# Directions:
With nothing left out, give the data back exactly.
(Data shown)
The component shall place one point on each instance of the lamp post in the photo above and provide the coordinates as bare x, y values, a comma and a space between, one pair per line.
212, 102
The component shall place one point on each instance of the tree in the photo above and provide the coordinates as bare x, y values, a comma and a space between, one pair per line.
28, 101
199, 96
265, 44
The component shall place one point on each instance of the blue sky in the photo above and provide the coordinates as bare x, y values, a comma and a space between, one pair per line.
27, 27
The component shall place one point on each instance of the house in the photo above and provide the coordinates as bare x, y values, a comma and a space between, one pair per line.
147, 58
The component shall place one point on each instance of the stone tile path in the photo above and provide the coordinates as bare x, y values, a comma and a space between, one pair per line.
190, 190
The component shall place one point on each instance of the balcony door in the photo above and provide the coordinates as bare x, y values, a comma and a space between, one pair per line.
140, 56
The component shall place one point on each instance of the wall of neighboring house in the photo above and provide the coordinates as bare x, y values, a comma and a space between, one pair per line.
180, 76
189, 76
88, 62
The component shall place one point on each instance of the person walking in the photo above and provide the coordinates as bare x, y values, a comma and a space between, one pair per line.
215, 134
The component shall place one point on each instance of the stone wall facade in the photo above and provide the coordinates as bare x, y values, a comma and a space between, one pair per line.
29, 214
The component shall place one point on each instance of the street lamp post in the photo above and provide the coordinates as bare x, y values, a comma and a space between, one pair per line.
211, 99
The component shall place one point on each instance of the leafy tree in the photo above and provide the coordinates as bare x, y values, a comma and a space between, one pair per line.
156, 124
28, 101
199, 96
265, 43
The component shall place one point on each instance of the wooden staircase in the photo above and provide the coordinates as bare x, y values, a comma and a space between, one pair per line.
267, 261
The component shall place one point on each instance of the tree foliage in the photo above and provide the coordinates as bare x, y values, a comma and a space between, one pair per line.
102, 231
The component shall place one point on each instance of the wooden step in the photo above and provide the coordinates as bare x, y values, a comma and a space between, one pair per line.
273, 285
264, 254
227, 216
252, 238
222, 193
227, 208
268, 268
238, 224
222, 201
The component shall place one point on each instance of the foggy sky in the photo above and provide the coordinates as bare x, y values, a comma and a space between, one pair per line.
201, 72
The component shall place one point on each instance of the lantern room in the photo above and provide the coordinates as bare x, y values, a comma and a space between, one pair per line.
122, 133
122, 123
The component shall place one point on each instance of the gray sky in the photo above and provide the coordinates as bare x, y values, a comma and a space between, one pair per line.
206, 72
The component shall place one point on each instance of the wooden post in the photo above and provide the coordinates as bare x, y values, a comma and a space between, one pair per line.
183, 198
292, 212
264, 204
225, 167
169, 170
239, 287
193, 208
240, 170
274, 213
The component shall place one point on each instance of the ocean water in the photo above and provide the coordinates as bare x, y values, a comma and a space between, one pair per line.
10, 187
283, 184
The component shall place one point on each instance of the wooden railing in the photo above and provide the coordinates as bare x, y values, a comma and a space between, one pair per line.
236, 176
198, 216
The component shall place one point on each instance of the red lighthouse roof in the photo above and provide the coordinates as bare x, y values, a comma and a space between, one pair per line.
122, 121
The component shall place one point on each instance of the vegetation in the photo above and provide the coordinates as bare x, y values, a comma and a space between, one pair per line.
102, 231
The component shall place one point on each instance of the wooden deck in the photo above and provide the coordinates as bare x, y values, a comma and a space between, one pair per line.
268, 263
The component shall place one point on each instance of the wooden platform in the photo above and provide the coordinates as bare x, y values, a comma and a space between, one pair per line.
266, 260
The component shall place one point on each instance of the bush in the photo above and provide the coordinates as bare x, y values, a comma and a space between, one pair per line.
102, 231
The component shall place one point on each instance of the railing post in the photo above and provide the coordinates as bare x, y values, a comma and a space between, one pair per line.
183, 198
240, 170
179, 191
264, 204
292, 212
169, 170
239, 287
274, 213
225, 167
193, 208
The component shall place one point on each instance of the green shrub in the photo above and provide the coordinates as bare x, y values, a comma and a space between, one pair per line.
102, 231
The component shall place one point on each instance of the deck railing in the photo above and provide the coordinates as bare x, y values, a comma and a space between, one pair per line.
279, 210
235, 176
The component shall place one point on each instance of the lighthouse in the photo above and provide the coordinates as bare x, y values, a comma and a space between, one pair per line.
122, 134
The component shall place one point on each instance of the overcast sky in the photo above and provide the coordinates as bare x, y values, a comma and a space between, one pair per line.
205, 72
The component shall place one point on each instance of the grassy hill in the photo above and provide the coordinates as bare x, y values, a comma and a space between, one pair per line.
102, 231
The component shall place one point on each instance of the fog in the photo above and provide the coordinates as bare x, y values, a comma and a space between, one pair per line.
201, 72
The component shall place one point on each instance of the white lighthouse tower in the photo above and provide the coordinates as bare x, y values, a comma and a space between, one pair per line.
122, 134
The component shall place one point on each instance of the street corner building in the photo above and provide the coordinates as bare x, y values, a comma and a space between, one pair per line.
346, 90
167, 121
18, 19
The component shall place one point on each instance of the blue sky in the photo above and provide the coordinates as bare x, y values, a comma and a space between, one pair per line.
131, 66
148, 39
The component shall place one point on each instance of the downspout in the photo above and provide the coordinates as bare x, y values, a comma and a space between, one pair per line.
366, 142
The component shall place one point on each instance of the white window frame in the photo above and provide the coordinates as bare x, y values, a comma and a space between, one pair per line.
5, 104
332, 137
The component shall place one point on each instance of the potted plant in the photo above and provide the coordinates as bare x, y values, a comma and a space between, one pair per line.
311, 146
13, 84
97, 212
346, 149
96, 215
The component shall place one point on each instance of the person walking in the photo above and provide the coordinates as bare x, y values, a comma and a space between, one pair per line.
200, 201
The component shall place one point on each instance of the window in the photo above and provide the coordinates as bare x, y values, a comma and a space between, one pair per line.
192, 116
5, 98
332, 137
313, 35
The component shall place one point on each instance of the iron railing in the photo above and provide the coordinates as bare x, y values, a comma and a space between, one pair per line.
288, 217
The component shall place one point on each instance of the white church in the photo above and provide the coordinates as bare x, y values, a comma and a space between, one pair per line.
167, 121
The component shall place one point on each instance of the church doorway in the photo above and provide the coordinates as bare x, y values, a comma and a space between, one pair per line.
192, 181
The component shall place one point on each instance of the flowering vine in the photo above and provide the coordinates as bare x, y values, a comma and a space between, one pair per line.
(End Data shown)
# Your response:
The component shall place one point on each instance of the lamp post in the photo above and provide the coordinates as bare x, y values, a comma and a space between, one pair per line.
212, 102
The component shall place one point on each instance of the tree in the photo above and provide the coordinates as bare x, y values, a comma and a space between, one pair per line.
28, 101
199, 96
265, 44
The component shall place one point on each instance of the blue sky in the photo above and provide the coordinates as bare x, y values, a comma and a space between, one pair per line.
27, 27
The component shall place one point on each instance of the house in the photo above and provide the coordinates as bare x, y values, a comma and a space between, one pair per line.
147, 58
The component shall place one point on each instance of the stone tile path in the photo above and provide the coordinates as bare x, y values, a comma and a space between, one pair per line.
190, 190
The component shall place one point on each instance of the balcony door in the photo above and provide the coordinates as bare x, y values, a comma and a space between, one pair per line.
140, 56
The component shall place one point on each instance of the wall of neighboring house in the photo above and provide the coordinates as bare x, y values, a comma and a space between, one pair per line.
180, 76
189, 76
88, 62
The component shall place one point on each instance of the person walking in the photo above and provide the coordinates as bare x, y values, a comma and a space between, one pair per line.
215, 134
The component shall place one point on each instance of the stone wall facade in the photo above and provide the coordinates as bare x, y values, a comma and a space between, one pair per line.
29, 214
The component shall place one point on each instance of the street lamp post in the photo above and provide the coordinates as bare x, y values, a comma and a space between, one pair per line.
211, 99
The component shall place one point on each instance of the leafy tree in the photo above and provide the coordinates as bare x, y values, a comma and a space between, one pair per line.
156, 124
28, 101
199, 96
265, 43
The component shall place one point on each instance of the wooden staircase in the photo above and provide the coordinates as bare x, y values, a comma and a space between, one pair per line.
267, 261
The component shall place one point on each instance of the tree foliage in the photo above and provide the coordinates as bare x, y values, a comma and a space between, one pair per line.
102, 231
The component shall place one point on each instance of the wooden step in the photo above and provide the coordinates as bare x, y values, a comma and a space between, one pair per line.
273, 285
264, 254
227, 216
252, 238
222, 193
227, 208
268, 268
238, 224
222, 201
The component shall place one point on each instance of the foggy sky in the photo above and provide the coordinates as bare x, y values, a comma and a space between, one pair per line.
201, 72
The component shall place one point on each instance of the lantern room in the photo above and provide the coordinates as bare x, y values, a comma and a space between, one pair per line.
122, 133
122, 123
The component shall place one point on each instance of the gray sky in the photo above and provide the coordinates as bare x, y values, a comma and a space between, one pair per line.
206, 72
The component shall place one point on each instance of the wooden post in the photo above and provide the coordinates as bare x, y values, a comma and a space between, one pair per line.
183, 198
292, 212
264, 204
225, 167
169, 170
239, 287
193, 208
240, 170
274, 213
The component shall place one point on each instance of the ocean water in the photo above and provide the coordinates as bare x, y values, a comma and a space between, one pair per line.
10, 187
283, 184
The component shall place one point on each instance of the wooden railing in the photo above and provide the coordinates as bare x, y values, a comma and a space between, one pair per line.
236, 176
198, 216
The component shall place one point on each instance of the red lighthouse roof in the photo above and provide the coordinates as bare x, y values, a comma and a space between, one pair per line.
122, 121
The component shall place one point on each instance of the vegetation in the photo above and provide the coordinates as bare x, y values, a comma and a space between, one pair per line.
102, 231
The component shall place one point on each instance of the wooden deck in the photo above and provide the coordinates as bare x, y values, a comma and a space between, one pair per line.
268, 263
The component shall place one point on each instance of the wooden platform in the photo above and provide the coordinates as bare x, y values, a comma and a space between, one pair per line.
266, 260
The component shall place one point on each instance of the bush in the photo above and provide the coordinates as bare x, y values, a comma and a space between, one pair per line.
102, 231
The component shall place one point on each instance of the railing post in the photo above and provide the coordinates as bare x, y values, a comma and a space between, one pair per line.
183, 198
240, 170
179, 191
264, 204
292, 212
169, 170
239, 287
274, 213
225, 167
193, 208
The component shall place one point on each instance of the green shrub in the photo above and provide the coordinates as bare x, y values, a comma and a space between, one pair per line.
102, 231
The component shall place one point on each instance of the deck railing in the photo above and provide the coordinates as bare x, y values, a comma and a space between, one pair per line.
279, 210
235, 176
The component shall place one point on each instance of the lighthouse in the photo above and provide the coordinates as bare x, y values, a comma and a space between, one pair per line.
122, 134
The component shall place one point on each instance of the overcast sky in the photo above and provide the coordinates as bare x, y values, a comma and a space between, one pair per line.
205, 72
The component shall place one point on each instance of the grassy hill in the photo above and provide the coordinates as bare x, y values, a comma and a space between, one pair per line.
102, 231
The component shall place one point on each instance of the fog in the photo above and provide the coordinates as bare x, y values, a comma and a space between, one pair per line.
201, 72
The component shall place one point on each instance of the white lighthouse tower in the photo above and provide the coordinates as bare x, y values, a comma and a space between, one pair per line.
122, 134
The component shall place one point on each instance of the street corner building in the photo above and provide the coordinates as bare x, y values, a comma and a space between, one pair per line.
346, 90
167, 121
18, 19
The component shall place one point on each instance of the blue sky in the photo above and provide the coordinates as bare x, y values, a comma and a space between, one pair per line.
131, 66
148, 39
The component shall place one point on each instance of the downspout in the photo above and provide the coordinates as bare x, y values, a comma and a space between, one pair per line.
366, 142
The component shall place one point on each instance of the white window frame in the photo above and provide the coordinates as bare x, y values, a comma and a space between, one pair per line.
5, 104
332, 137
The component shall place one point on each instance of the potted plant in the photo above and provide the coordinates as bare x, y values, a comma and a space between, one pair per line.
311, 146
13, 84
97, 212
346, 149
96, 215
The component shall place one point on each instance of the person walking in the photo above and provide the coordinates as bare x, y values, a comma and a space between, one pair per line.
200, 201
The component shall place one point on each instance of the window in the photo above and provide the coordinates as bare x, y values, a comma and a space between, one pair per line.
192, 116
5, 98
332, 137
313, 35
The component shall place one point on each instance of the iron railing in the photo above and provide the coordinates as bare x, y values, a comma and a space between, one pair per line.
288, 217
The component shall place one point on each instance of the white church in the photo above and provide the coordinates as bare x, y values, a comma and a space between, one pair per line.
167, 121
The component shall place one point on each instance of the church doorway in the photo above and provide the coordinates as bare x, y values, a comma and a space between, one pair per line.
192, 181
The component shall place one point on each instance of the flowering vine in the photo above and provide the coordinates as bare x, y values, a comma and a space between, one pair per line.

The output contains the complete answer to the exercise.